Task:
Go through the material and copy every line in which "dark" appears.
(Beginning of Input data)
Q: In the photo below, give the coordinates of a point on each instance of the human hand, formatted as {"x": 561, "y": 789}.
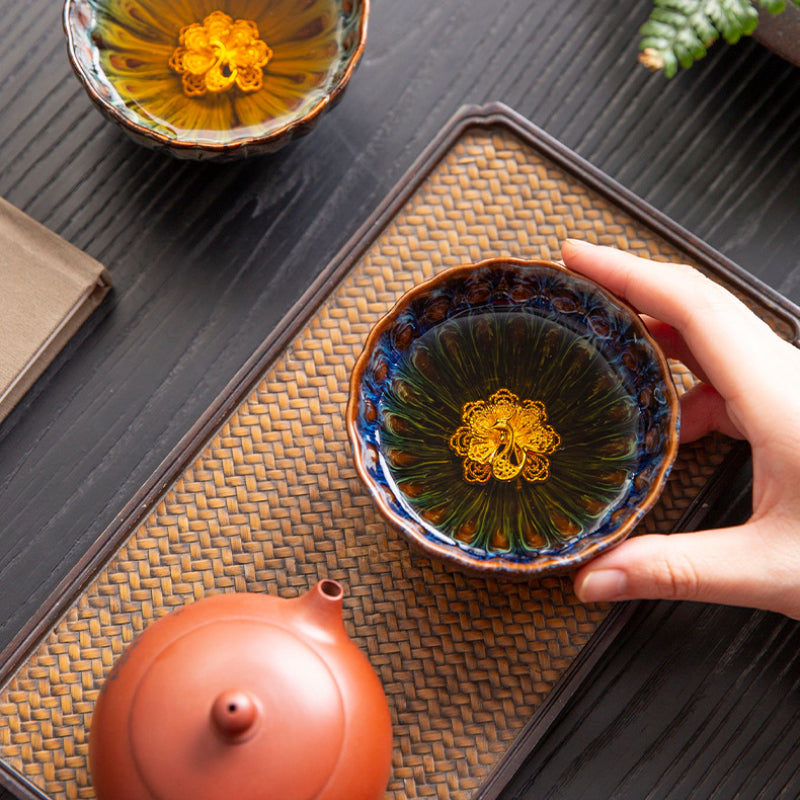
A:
{"x": 750, "y": 388}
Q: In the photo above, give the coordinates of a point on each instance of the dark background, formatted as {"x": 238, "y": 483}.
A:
{"x": 206, "y": 260}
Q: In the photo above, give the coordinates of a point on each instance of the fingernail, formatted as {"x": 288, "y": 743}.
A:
{"x": 605, "y": 584}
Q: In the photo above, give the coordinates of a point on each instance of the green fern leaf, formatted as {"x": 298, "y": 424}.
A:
{"x": 774, "y": 6}
{"x": 679, "y": 32}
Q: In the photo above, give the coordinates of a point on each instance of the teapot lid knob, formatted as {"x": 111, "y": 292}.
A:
{"x": 235, "y": 714}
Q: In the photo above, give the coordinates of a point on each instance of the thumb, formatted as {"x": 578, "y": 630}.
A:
{"x": 734, "y": 566}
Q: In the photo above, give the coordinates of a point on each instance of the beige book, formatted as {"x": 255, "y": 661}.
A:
{"x": 48, "y": 288}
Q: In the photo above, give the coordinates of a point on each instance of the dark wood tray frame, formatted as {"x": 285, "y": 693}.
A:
{"x": 700, "y": 513}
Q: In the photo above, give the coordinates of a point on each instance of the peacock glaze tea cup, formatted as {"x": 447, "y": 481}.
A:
{"x": 215, "y": 79}
{"x": 512, "y": 418}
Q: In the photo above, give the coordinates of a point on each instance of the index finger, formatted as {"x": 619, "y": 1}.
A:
{"x": 731, "y": 344}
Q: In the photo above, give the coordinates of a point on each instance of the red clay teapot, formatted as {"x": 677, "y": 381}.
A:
{"x": 244, "y": 696}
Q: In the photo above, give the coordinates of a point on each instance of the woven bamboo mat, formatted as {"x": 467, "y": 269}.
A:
{"x": 273, "y": 503}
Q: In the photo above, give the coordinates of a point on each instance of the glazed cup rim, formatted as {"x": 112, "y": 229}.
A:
{"x": 284, "y": 133}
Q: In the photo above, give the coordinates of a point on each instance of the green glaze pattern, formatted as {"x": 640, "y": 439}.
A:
{"x": 468, "y": 359}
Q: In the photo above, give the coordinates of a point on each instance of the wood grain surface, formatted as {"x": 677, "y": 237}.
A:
{"x": 207, "y": 259}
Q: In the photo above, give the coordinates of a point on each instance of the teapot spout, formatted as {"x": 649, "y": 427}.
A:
{"x": 321, "y": 608}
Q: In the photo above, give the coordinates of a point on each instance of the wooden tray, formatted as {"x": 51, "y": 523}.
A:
{"x": 262, "y": 495}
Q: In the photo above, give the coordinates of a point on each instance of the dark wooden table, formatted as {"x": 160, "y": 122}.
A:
{"x": 691, "y": 701}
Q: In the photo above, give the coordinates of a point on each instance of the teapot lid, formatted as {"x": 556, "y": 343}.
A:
{"x": 247, "y": 696}
{"x": 230, "y": 709}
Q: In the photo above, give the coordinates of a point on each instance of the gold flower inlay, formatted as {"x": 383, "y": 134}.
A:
{"x": 504, "y": 438}
{"x": 217, "y": 54}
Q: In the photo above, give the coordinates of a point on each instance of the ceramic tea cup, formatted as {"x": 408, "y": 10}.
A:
{"x": 221, "y": 80}
{"x": 512, "y": 418}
(End of Input data)
Your solution:
Q: In the photo above, give the coordinates of a point on each instance of the dark background, formatted as {"x": 238, "y": 483}.
Q: In the photo above, give the coordinates of a point on each instance of the dark wood tray frame, formatted as {"x": 285, "y": 693}.
Q: In the photo above, give the coordinates of a point on each instance of the dark wooden table, formatted as {"x": 160, "y": 122}.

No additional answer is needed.